[SEÇÃO DE TEXTO]

FLAGRADOS EM DELITO CONTRA A NOITE/MANIFESTO CURAU


O menino ouvia.

- O medo só veio para aqueles que tinham as suas velhas razões para ter medo, e esses passaram a ter medo então do Curau. Eles têm medo de tudo, dizia Jacinto. O menino ouvia.
Quando a ave veio, aquele medo andava pelas ruas com passos que nunca levarão a uma terra sagrada, menino, dizia Jacinto.
E o menino ouvia.

Os jardins e a noite, 1981/ Terceiro livro visível de Andara

Vítimas de uma sociedade violentamente gerada pelos mais evidentes padrões de colonização, nossas chances de mudá-la começam na visualização da face oculta de quem nos fez isso.
Este é um esforço que precisa voltar bem atrás, e que deverá se espalhar, interrogativamente, em várias direções, para obter êxito.
Historicamente, a História vista com um outro olho, não essa de a prioris infalíveis, mas uma de navegações frequentemente sem leme e em rumo incerto, historicamente, a falência do Ocidente culto instituído, aristotélico e cartesiano, pragmático enfim, tem sido uma crença estúpida, contagiosa e exportada para os quatro cantos magros do mundo, num dos quais nos incluímos, embora devamos estar solidariamente em todos eles: uma crença que afirma que só os dias despertos existem, sendo todo o resto fantasma, isto é: a parte dos sonhos.
Aí se instala o reduto central da opressão, desse Ocidente auto- suficiente e, em decorrência, rancoroso, reduto que as nossas confrontações libertárias com o colonialismo devem atacar cada vez mais.

[SEÇÃO DE DADOS]
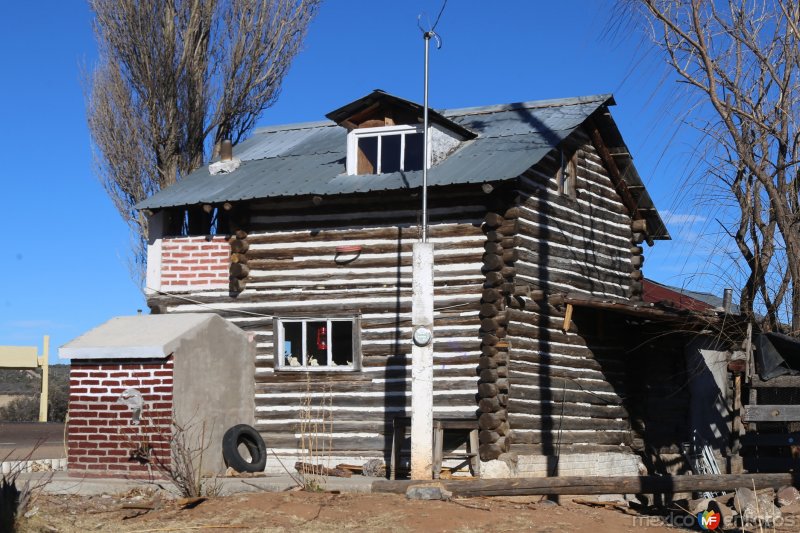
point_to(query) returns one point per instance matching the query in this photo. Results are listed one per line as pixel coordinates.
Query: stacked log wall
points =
(566, 386)
(294, 270)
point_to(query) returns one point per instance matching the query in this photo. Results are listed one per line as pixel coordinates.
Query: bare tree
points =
(173, 80)
(742, 58)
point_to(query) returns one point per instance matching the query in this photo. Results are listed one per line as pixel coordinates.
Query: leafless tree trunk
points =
(176, 78)
(743, 58)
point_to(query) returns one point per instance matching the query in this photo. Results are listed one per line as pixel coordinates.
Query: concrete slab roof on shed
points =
(310, 158)
(135, 337)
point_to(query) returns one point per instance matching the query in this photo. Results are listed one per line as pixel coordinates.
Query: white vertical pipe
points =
(422, 364)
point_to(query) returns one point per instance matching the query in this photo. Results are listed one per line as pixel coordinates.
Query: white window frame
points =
(380, 131)
(280, 359)
(567, 176)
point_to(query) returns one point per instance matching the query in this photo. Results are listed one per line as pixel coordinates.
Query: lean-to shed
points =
(141, 384)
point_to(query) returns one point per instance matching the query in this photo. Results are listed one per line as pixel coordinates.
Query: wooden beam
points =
(613, 169)
(599, 484)
(771, 413)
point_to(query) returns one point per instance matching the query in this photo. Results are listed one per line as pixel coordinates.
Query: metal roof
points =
(310, 158)
(132, 337)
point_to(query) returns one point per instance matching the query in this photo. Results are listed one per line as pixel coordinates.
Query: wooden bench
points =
(440, 425)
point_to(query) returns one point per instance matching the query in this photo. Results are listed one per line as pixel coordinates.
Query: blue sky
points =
(64, 257)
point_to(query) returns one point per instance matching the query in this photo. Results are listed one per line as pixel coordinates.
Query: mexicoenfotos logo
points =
(708, 520)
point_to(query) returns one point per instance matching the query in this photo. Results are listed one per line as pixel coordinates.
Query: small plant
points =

[ENUNCIADO DA TAREFA]
Responda com base no manifesto:
1. Quem dizia as falas que o menino ouvia?
2. Que ano acompanha o título "Os jardins e a noite"?
3. O que afirma a crença que o Ocidente exportou para os quatro cantos do mundo?
Baseie-se somente no manifesto, sem recorrer aos itens.

[RESPOSTA DA TAREFA]
1. Jacinto.
2. 1981.
3. Que só os dias despertos existem, sendo todo o resto fantasma, isto é, a parte dos sonhos.